From the listing below, pull each line that includes "pixels".

··· Exercise data

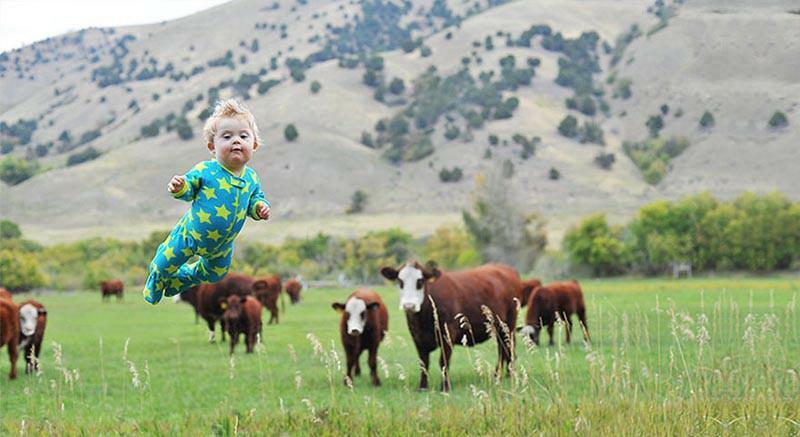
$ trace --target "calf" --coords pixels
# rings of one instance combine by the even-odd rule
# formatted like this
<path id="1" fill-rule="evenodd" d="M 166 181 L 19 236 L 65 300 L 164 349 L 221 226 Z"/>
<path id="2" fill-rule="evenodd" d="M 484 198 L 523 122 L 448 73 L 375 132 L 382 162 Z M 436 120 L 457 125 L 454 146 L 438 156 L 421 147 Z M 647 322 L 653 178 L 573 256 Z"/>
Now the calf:
<path id="1" fill-rule="evenodd" d="M 541 286 L 542 283 L 538 279 L 528 279 L 527 281 L 522 281 L 522 300 L 520 301 L 520 306 L 527 305 L 533 290 L 536 290 Z"/>
<path id="2" fill-rule="evenodd" d="M 281 296 L 281 278 L 267 276 L 253 282 L 253 294 L 269 312 L 269 324 L 278 323 L 278 298 Z"/>
<path id="3" fill-rule="evenodd" d="M 100 295 L 103 301 L 107 300 L 113 295 L 117 296 L 117 302 L 122 300 L 123 285 L 119 279 L 111 279 L 110 281 L 100 281 Z"/>
<path id="4" fill-rule="evenodd" d="M 525 317 L 525 326 L 519 332 L 528 335 L 537 345 L 542 325 L 547 326 L 550 336 L 550 345 L 553 344 L 553 325 L 556 318 L 567 323 L 567 343 L 572 336 L 572 314 L 578 315 L 581 323 L 583 338 L 589 341 L 589 326 L 586 324 L 586 306 L 583 302 L 583 292 L 578 281 L 553 282 L 546 287 L 537 288 L 530 296 L 528 314 Z"/>
<path id="5" fill-rule="evenodd" d="M 220 321 L 220 335 L 225 341 L 225 323 L 221 320 L 225 312 L 220 306 L 220 301 L 231 295 L 245 296 L 253 293 L 253 278 L 230 272 L 221 281 L 213 284 L 196 285 L 182 292 L 180 300 L 194 307 L 195 314 L 199 314 L 208 325 L 208 341 L 213 343 L 216 339 L 214 333 L 215 323 Z"/>
<path id="6" fill-rule="evenodd" d="M 372 290 L 361 288 L 354 291 L 344 304 L 335 302 L 331 306 L 342 314 L 339 334 L 347 356 L 347 378 L 353 380 L 353 369 L 356 376 L 361 375 L 359 357 L 368 350 L 372 385 L 381 385 L 378 378 L 378 346 L 389 329 L 389 312 L 381 297 Z M 345 384 L 347 381 L 345 379 Z"/>
<path id="7" fill-rule="evenodd" d="M 286 294 L 289 295 L 289 301 L 292 302 L 292 305 L 300 302 L 300 290 L 303 289 L 303 285 L 300 284 L 299 281 L 294 279 L 289 279 L 286 281 Z"/>
<path id="8" fill-rule="evenodd" d="M 42 351 L 44 329 L 47 326 L 47 310 L 35 301 L 27 300 L 19 306 L 19 347 L 25 357 L 25 373 L 39 369 L 39 353 Z"/>
<path id="9" fill-rule="evenodd" d="M 19 358 L 19 307 L 10 299 L 0 299 L 0 348 L 8 347 L 8 361 L 11 363 L 9 379 L 17 377 L 17 358 Z"/>
<path id="10" fill-rule="evenodd" d="M 222 320 L 231 337 L 231 355 L 239 334 L 244 334 L 247 353 L 253 353 L 256 342 L 261 339 L 261 303 L 253 296 L 228 296 L 220 299 L 220 307 L 225 309 Z"/>
<path id="11" fill-rule="evenodd" d="M 497 341 L 495 374 L 514 359 L 513 332 L 522 284 L 511 267 L 490 264 L 458 272 L 442 272 L 409 261 L 381 274 L 400 287 L 400 309 L 422 362 L 419 389 L 428 388 L 429 355 L 442 348 L 442 391 L 450 390 L 450 356 L 454 345 L 474 346 L 490 337 Z"/>
<path id="12" fill-rule="evenodd" d="M 14 300 L 11 298 L 11 293 L 9 293 L 8 290 L 3 287 L 0 287 L 0 299 L 8 299 L 10 301 Z"/>

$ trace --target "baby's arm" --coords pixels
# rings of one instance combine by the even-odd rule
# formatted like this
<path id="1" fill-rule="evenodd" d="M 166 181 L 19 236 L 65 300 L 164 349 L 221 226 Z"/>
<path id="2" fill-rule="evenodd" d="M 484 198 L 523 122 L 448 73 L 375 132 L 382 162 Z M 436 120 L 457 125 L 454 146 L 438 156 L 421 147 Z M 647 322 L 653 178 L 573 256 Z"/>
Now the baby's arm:
<path id="1" fill-rule="evenodd" d="M 175 175 L 167 185 L 167 190 L 176 199 L 185 200 L 187 202 L 193 201 L 200 192 L 201 178 L 200 174 L 205 169 L 204 163 L 199 163 L 194 166 L 188 173 L 183 176 Z"/>
<path id="2" fill-rule="evenodd" d="M 256 187 L 255 190 L 253 190 L 253 194 L 250 195 L 250 203 L 247 206 L 247 211 L 249 212 L 250 218 L 253 220 L 266 220 L 269 218 L 269 208 L 272 204 L 269 203 L 269 200 L 264 196 L 264 192 L 261 191 L 261 182 L 258 180 L 257 176 L 255 184 Z M 260 206 L 261 204 L 266 205 L 266 211 L 264 211 L 263 206 Z M 266 215 L 266 217 L 264 215 Z"/>

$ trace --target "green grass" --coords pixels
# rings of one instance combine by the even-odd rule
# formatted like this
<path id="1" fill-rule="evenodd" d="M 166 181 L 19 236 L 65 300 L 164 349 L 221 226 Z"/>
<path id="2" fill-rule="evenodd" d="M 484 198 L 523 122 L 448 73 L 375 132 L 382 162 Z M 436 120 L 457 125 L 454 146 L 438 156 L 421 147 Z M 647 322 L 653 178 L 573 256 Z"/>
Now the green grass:
<path id="1" fill-rule="evenodd" d="M 499 383 L 493 344 L 456 348 L 448 395 L 416 391 L 417 354 L 392 288 L 378 288 L 390 310 L 383 386 L 369 384 L 363 356 L 352 389 L 330 307 L 350 290 L 304 292 L 280 325 L 264 326 L 263 348 L 246 355 L 240 343 L 233 358 L 187 305 L 42 294 L 42 373 L 20 365 L 8 381 L 0 354 L 0 434 L 800 433 L 800 280 L 583 287 L 591 346 L 519 342 L 518 370 Z"/>

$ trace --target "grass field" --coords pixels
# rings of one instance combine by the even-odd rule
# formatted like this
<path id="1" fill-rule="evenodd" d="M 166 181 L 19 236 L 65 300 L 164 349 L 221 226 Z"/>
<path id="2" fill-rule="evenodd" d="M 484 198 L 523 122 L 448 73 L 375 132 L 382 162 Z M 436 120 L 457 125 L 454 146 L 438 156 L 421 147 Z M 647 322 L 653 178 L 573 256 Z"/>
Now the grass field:
<path id="1" fill-rule="evenodd" d="M 517 370 L 499 383 L 493 342 L 456 348 L 447 395 L 416 391 L 417 354 L 393 288 L 377 289 L 390 310 L 379 388 L 366 356 L 353 387 L 343 384 L 330 304 L 350 290 L 305 291 L 280 325 L 264 326 L 263 347 L 246 355 L 240 343 L 233 357 L 184 304 L 41 294 L 41 373 L 25 376 L 20 360 L 22 375 L 8 381 L 0 353 L 0 434 L 800 434 L 800 279 L 583 287 L 590 346 L 519 342 Z"/>

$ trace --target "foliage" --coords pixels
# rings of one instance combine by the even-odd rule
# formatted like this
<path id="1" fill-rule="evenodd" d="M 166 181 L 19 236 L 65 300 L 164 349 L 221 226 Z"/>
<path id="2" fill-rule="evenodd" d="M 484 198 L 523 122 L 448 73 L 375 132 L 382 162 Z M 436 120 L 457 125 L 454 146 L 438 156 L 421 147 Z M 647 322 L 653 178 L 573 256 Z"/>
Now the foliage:
<path id="1" fill-rule="evenodd" d="M 37 256 L 5 247 L 0 249 L 0 284 L 10 291 L 31 290 L 45 285 Z"/>
<path id="2" fill-rule="evenodd" d="M 788 126 L 789 120 L 786 118 L 786 114 L 783 112 L 775 111 L 775 113 L 772 114 L 772 117 L 769 118 L 769 122 L 767 124 L 769 124 L 769 127 L 773 129 L 778 129 Z"/>
<path id="3" fill-rule="evenodd" d="M 463 172 L 461 171 L 461 167 L 453 167 L 452 170 L 442 167 L 442 169 L 439 170 L 439 180 L 442 182 L 458 182 L 462 177 Z"/>
<path id="4" fill-rule="evenodd" d="M 643 142 L 622 143 L 625 154 L 645 176 L 645 180 L 655 185 L 664 178 L 672 158 L 689 147 L 685 137 L 650 138 Z"/>
<path id="5" fill-rule="evenodd" d="M 613 153 L 600 152 L 594 157 L 594 163 L 604 170 L 610 170 L 616 158 Z"/>
<path id="6" fill-rule="evenodd" d="M 627 267 L 623 228 L 609 226 L 604 214 L 589 216 L 571 227 L 562 244 L 574 263 L 588 265 L 597 276 L 619 274 Z"/>
<path id="7" fill-rule="evenodd" d="M 356 190 L 352 197 L 350 197 L 350 206 L 345 211 L 347 214 L 357 214 L 364 211 L 367 204 L 367 193 Z"/>
<path id="8" fill-rule="evenodd" d="M 100 155 L 102 155 L 102 153 L 100 153 L 99 150 L 95 149 L 92 146 L 89 146 L 80 152 L 69 155 L 69 157 L 67 158 L 67 167 L 78 165 L 86 161 L 91 161 L 93 159 L 96 159 Z"/>
<path id="9" fill-rule="evenodd" d="M 292 142 L 296 140 L 299 135 L 293 123 L 289 123 L 286 125 L 286 128 L 283 129 L 283 137 L 286 138 L 286 141 Z"/>
<path id="10" fill-rule="evenodd" d="M 441 226 L 425 242 L 426 260 L 445 269 L 462 269 L 481 263 L 480 252 L 470 234 L 460 226 Z"/>
<path id="11" fill-rule="evenodd" d="M 0 180 L 8 185 L 17 185 L 31 178 L 38 170 L 39 164 L 36 161 L 6 156 L 0 161 Z"/>
<path id="12" fill-rule="evenodd" d="M 316 94 L 322 89 L 322 84 L 320 84 L 318 80 L 312 81 L 309 89 L 311 90 L 311 94 Z"/>
<path id="13" fill-rule="evenodd" d="M 11 220 L 0 220 L 0 240 L 11 240 L 22 236 L 19 225 Z"/>
<path id="14" fill-rule="evenodd" d="M 651 115 L 644 125 L 650 133 L 650 138 L 658 138 L 659 132 L 664 128 L 664 119 L 660 115 Z"/>
<path id="15" fill-rule="evenodd" d="M 676 116 L 677 116 L 677 114 L 676 114 Z M 709 111 L 704 112 L 703 116 L 700 117 L 700 127 L 709 129 L 709 128 L 714 127 L 715 123 L 716 122 L 714 121 L 714 115 Z"/>
<path id="16" fill-rule="evenodd" d="M 572 115 L 567 115 L 558 124 L 558 133 L 567 137 L 575 138 L 578 136 L 578 119 Z"/>

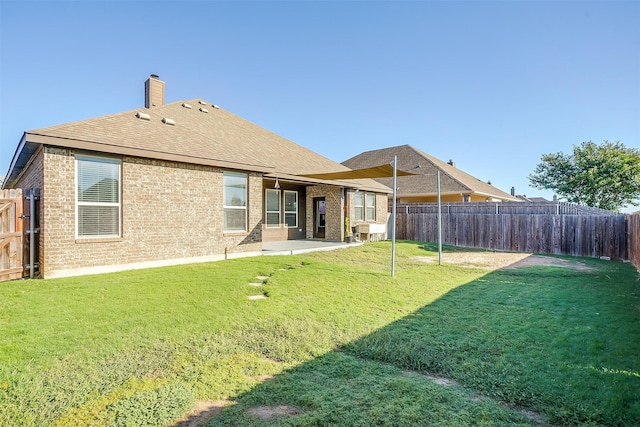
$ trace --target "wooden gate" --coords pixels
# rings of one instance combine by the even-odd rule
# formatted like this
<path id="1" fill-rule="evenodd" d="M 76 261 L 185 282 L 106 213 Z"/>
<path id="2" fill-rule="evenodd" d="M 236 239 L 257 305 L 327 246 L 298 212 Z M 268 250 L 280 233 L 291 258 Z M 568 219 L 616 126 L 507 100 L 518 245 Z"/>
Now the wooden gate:
<path id="1" fill-rule="evenodd" d="M 22 190 L 0 192 L 0 282 L 20 279 L 23 268 Z"/>

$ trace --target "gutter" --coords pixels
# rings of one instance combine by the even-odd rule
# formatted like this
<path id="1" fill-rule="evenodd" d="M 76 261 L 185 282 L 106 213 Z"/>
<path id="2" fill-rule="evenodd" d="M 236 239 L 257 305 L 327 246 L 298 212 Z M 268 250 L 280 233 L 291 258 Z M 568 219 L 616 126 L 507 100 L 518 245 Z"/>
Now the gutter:
<path id="1" fill-rule="evenodd" d="M 16 164 L 18 163 L 18 159 L 20 159 L 20 154 L 22 154 L 27 144 L 26 135 L 27 135 L 26 132 L 22 134 L 22 138 L 20 138 L 20 143 L 18 144 L 18 147 L 16 148 L 15 153 L 13 154 L 13 158 L 11 159 L 11 164 L 9 165 L 9 170 L 7 171 L 7 175 L 5 176 L 4 182 L 2 183 L 3 190 L 6 188 L 10 188 L 22 173 L 22 168 L 20 171 L 16 171 Z M 36 151 L 37 150 L 34 150 L 34 153 Z M 29 156 L 29 158 L 31 158 L 31 156 Z M 27 165 L 28 163 L 29 163 L 29 160 L 25 162 L 25 165 Z"/>
<path id="2" fill-rule="evenodd" d="M 305 183 L 305 184 L 318 184 L 318 185 L 331 185 L 334 187 L 344 187 L 344 188 L 355 188 L 358 190 L 367 190 L 367 191 L 372 191 L 372 192 L 376 192 L 376 193 L 384 193 L 384 194 L 391 194 L 392 190 L 391 189 L 383 189 L 383 188 L 377 188 L 377 187 L 372 187 L 372 186 L 368 186 L 367 184 L 362 184 L 360 182 L 356 182 L 356 181 L 339 181 L 339 180 L 327 180 L 327 179 L 317 179 L 317 178 L 306 178 L 302 175 L 291 175 L 291 174 L 286 174 L 286 173 L 267 173 L 263 176 L 264 178 L 269 178 L 269 179 L 276 179 L 278 178 L 279 180 L 285 180 L 285 181 L 291 181 L 291 182 L 300 182 L 300 183 Z M 382 184 L 379 184 L 382 185 Z"/>

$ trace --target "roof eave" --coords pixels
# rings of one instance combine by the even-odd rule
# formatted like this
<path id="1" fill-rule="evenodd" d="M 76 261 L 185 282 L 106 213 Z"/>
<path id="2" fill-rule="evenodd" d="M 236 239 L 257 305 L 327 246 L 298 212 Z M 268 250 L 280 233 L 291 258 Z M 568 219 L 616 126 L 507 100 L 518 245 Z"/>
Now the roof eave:
<path id="1" fill-rule="evenodd" d="M 360 182 L 354 182 L 354 181 L 341 181 L 341 180 L 328 180 L 328 179 L 317 179 L 317 178 L 308 178 L 302 175 L 291 175 L 291 174 L 285 174 L 285 173 L 266 173 L 264 175 L 265 178 L 270 178 L 270 179 L 279 179 L 281 181 L 289 181 L 289 182 L 300 182 L 303 184 L 313 184 L 313 185 L 331 185 L 334 187 L 344 187 L 344 188 L 353 188 L 353 189 L 357 189 L 357 190 L 366 190 L 366 191 L 373 191 L 376 193 L 384 193 L 384 194 L 391 194 L 393 193 L 393 191 L 389 188 L 387 189 L 385 188 L 380 188 L 380 187 L 374 187 L 374 186 L 370 186 L 367 184 L 363 184 Z"/>
<path id="2" fill-rule="evenodd" d="M 29 163 L 33 154 L 38 151 L 38 145 L 39 144 L 27 140 L 26 132 L 22 134 L 20 143 L 11 159 L 7 175 L 2 183 L 2 189 L 13 187 L 18 177 L 22 174 L 23 168 Z"/>
<path id="3" fill-rule="evenodd" d="M 506 196 L 501 196 L 499 194 L 484 193 L 482 191 L 474 191 L 473 194 L 477 194 L 477 195 L 480 195 L 480 196 L 491 197 L 491 198 L 500 199 L 500 200 L 506 200 L 506 201 L 510 201 L 510 202 L 520 202 L 521 201 L 517 197 L 511 197 L 511 196 L 506 197 Z"/>
<path id="4" fill-rule="evenodd" d="M 199 164 L 205 166 L 214 166 L 220 168 L 236 169 L 252 172 L 273 172 L 274 168 L 264 165 L 254 165 L 247 163 L 231 162 L 227 160 L 212 159 L 208 157 L 189 156 L 185 154 L 174 154 L 163 151 L 144 150 L 134 147 L 125 147 L 120 145 L 105 144 L 101 142 L 85 141 L 71 138 L 61 138 L 36 133 L 26 133 L 27 141 L 43 145 L 51 145 L 56 147 L 76 148 L 80 150 L 97 151 L 109 154 L 120 154 L 125 156 L 134 156 L 149 158 L 154 160 L 175 161 L 189 164 Z"/>

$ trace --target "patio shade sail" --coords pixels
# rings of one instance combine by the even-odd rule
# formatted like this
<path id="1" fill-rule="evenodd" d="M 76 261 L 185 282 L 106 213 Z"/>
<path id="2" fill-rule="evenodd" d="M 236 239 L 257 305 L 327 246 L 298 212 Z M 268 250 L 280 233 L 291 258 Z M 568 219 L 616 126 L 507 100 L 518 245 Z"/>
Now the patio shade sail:
<path id="1" fill-rule="evenodd" d="M 416 173 L 396 170 L 396 176 L 409 176 L 418 175 Z M 362 179 L 362 178 L 390 178 L 393 176 L 393 166 L 380 165 L 365 169 L 353 169 L 341 172 L 329 172 L 329 173 L 310 173 L 298 175 L 305 178 L 326 179 L 328 181 L 334 179 Z"/>

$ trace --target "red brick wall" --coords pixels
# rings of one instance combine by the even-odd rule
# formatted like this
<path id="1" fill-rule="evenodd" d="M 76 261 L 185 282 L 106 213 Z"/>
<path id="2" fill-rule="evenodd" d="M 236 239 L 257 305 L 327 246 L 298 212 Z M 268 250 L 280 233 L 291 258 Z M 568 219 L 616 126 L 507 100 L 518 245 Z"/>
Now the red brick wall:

······

Task response:
$ trace --target "calf" --coords pixels
$ trace --target "baby's arm" --coords pixels
$ trace --target "green grass" --coords pixels
$ trace --target "grass field" --coords pixels
$ trace --target "foliage" --coords pixels
$ trace --target "wooden gate" --coords pixels
$ trace --target "gutter" --coords pixels
$ trace --target "roof eave" --coords pixels
$ trace --target "patio shade sail" --coords pixels
$ trace --target "red brick wall" --coords pixels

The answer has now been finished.